- _ASSIGNMENT_:
Could you please write out each line of the records exactly, minus the pictures?

- _RECORDS SUPPLIED_:

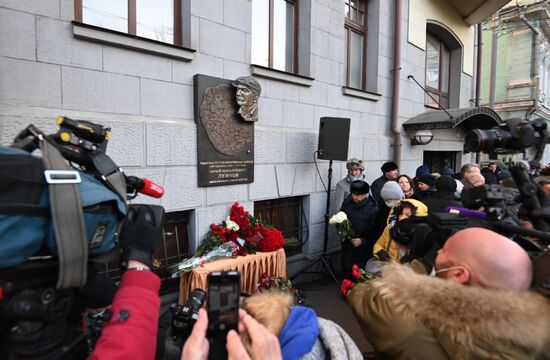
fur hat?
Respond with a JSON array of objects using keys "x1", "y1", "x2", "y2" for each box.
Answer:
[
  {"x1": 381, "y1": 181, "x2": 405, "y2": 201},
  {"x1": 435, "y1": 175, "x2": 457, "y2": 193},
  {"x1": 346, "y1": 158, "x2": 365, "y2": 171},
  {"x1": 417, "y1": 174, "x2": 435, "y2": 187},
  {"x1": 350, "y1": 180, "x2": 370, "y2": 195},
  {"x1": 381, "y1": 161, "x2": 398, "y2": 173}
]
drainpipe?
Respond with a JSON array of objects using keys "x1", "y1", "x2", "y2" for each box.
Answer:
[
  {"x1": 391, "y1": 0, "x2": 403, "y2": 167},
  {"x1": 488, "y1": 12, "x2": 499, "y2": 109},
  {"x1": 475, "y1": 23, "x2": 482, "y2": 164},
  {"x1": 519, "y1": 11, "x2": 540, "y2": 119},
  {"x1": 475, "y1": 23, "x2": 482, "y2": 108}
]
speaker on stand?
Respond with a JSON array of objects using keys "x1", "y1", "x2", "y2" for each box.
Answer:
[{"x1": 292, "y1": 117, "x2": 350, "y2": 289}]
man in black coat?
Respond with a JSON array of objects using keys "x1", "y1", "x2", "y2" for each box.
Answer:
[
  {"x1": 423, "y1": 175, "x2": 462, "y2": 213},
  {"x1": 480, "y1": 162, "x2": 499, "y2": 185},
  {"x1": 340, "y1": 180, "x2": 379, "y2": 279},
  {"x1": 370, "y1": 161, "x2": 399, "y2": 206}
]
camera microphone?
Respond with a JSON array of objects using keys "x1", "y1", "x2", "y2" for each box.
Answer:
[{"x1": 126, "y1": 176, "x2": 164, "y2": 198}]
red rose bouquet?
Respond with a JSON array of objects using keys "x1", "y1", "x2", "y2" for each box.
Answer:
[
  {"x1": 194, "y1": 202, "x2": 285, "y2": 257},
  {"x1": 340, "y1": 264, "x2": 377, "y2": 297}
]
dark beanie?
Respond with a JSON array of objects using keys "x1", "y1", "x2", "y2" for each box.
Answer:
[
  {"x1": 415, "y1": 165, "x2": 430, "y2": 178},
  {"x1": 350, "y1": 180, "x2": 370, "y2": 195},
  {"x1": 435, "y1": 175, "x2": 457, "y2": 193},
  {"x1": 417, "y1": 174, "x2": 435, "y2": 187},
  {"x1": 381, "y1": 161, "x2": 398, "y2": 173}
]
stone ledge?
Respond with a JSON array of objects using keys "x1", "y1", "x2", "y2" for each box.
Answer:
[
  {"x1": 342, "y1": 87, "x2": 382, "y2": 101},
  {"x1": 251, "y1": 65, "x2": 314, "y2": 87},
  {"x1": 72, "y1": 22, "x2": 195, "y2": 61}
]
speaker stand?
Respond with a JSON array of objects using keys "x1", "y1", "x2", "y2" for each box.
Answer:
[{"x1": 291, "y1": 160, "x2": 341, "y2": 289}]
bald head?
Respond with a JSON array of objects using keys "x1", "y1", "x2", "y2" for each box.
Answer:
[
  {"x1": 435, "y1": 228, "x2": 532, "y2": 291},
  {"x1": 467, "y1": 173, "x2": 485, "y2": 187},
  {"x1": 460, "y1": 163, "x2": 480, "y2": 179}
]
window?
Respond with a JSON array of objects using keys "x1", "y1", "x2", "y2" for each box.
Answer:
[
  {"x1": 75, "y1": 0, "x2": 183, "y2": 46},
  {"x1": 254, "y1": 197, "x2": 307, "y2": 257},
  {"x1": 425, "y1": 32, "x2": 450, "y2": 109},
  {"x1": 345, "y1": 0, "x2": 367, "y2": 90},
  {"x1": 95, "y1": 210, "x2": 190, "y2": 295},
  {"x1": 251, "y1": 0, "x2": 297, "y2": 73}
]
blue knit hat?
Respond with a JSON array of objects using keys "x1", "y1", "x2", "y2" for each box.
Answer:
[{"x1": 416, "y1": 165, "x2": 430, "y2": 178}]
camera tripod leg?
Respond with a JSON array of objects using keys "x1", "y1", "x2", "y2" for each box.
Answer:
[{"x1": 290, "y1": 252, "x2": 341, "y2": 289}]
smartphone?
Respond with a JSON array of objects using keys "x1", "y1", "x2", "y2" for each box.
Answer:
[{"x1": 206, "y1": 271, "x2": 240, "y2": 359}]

- _ANSWER SPACE_:
fur hat?
Respond with a JSON array of objects using keys "x1", "y1", "x2", "y2" for each box.
Answer:
[
  {"x1": 381, "y1": 181, "x2": 405, "y2": 201},
  {"x1": 435, "y1": 175, "x2": 457, "y2": 193},
  {"x1": 346, "y1": 158, "x2": 365, "y2": 171},
  {"x1": 417, "y1": 174, "x2": 435, "y2": 187},
  {"x1": 350, "y1": 180, "x2": 370, "y2": 195},
  {"x1": 381, "y1": 161, "x2": 398, "y2": 173}
]
drainpipe?
Respond with a JSON array of objects using keys "x1", "y1", "x2", "y2" for each box.
Answer:
[
  {"x1": 391, "y1": 0, "x2": 403, "y2": 167},
  {"x1": 488, "y1": 12, "x2": 499, "y2": 109},
  {"x1": 475, "y1": 23, "x2": 482, "y2": 164},
  {"x1": 519, "y1": 11, "x2": 540, "y2": 119},
  {"x1": 475, "y1": 23, "x2": 482, "y2": 108}
]
speaker on stand?
Respond with a JSON array of objects using keys "x1", "y1", "x2", "y2" for each box.
Answer:
[{"x1": 292, "y1": 117, "x2": 350, "y2": 289}]
man in black coat?
Respond with a JSON array of objects using keys "x1", "y1", "x2", "y2" for each box.
Answer:
[
  {"x1": 423, "y1": 175, "x2": 462, "y2": 213},
  {"x1": 480, "y1": 162, "x2": 499, "y2": 185},
  {"x1": 340, "y1": 180, "x2": 379, "y2": 279},
  {"x1": 370, "y1": 161, "x2": 399, "y2": 206}
]
camera microphone?
Respond with a JSON array of objects using keys "x1", "y1", "x2", "y2" for each box.
Answer:
[{"x1": 126, "y1": 176, "x2": 164, "y2": 198}]
red rose bouquet?
Respond with a JSON array of objects using keys "x1", "y1", "x2", "y2" for each box.
Answer:
[
  {"x1": 194, "y1": 202, "x2": 285, "y2": 257},
  {"x1": 340, "y1": 264, "x2": 377, "y2": 297}
]
dark beanie?
Respond with a JSON array of objects using keys "x1", "y1", "x2", "y2" for each box.
Answer:
[
  {"x1": 415, "y1": 165, "x2": 430, "y2": 178},
  {"x1": 350, "y1": 180, "x2": 370, "y2": 195},
  {"x1": 435, "y1": 175, "x2": 457, "y2": 193},
  {"x1": 417, "y1": 174, "x2": 435, "y2": 187},
  {"x1": 381, "y1": 161, "x2": 398, "y2": 173}
]
stone ledge?
Respond with a JSON array of objects using keys "x1", "y1", "x2", "y2" for each box.
Answer:
[
  {"x1": 342, "y1": 87, "x2": 382, "y2": 101},
  {"x1": 251, "y1": 65, "x2": 314, "y2": 87},
  {"x1": 72, "y1": 22, "x2": 195, "y2": 61}
]
speaker stand?
Respond with a JSON array of objects using keys "x1", "y1", "x2", "y2" for each box.
Answer:
[{"x1": 291, "y1": 160, "x2": 341, "y2": 289}]
bald head?
Respond with a JSON array of objects using keys "x1", "y1", "x2", "y2" for each box.
Answer:
[
  {"x1": 435, "y1": 228, "x2": 532, "y2": 291},
  {"x1": 467, "y1": 173, "x2": 485, "y2": 187},
  {"x1": 460, "y1": 163, "x2": 480, "y2": 179}
]
window?
Respond with a JSON array of objects using keys "x1", "y1", "x2", "y2" for each box.
Answer:
[
  {"x1": 75, "y1": 0, "x2": 183, "y2": 46},
  {"x1": 254, "y1": 197, "x2": 307, "y2": 257},
  {"x1": 425, "y1": 32, "x2": 450, "y2": 109},
  {"x1": 345, "y1": 0, "x2": 367, "y2": 90},
  {"x1": 95, "y1": 210, "x2": 190, "y2": 295},
  {"x1": 251, "y1": 0, "x2": 297, "y2": 73}
]
blue knit hat?
Respond with a JSON array of objects using keys "x1", "y1", "x2", "y2" for each box.
Answer:
[{"x1": 416, "y1": 165, "x2": 430, "y2": 178}]
camera tripod leg?
Respond with a JSON array of objects using keys "x1", "y1", "x2", "y2" for each box.
Answer:
[{"x1": 290, "y1": 252, "x2": 341, "y2": 289}]
smartphone?
Respond with a JSON array of objects using keys "x1", "y1", "x2", "y2" for each box.
Answer:
[{"x1": 206, "y1": 271, "x2": 240, "y2": 359}]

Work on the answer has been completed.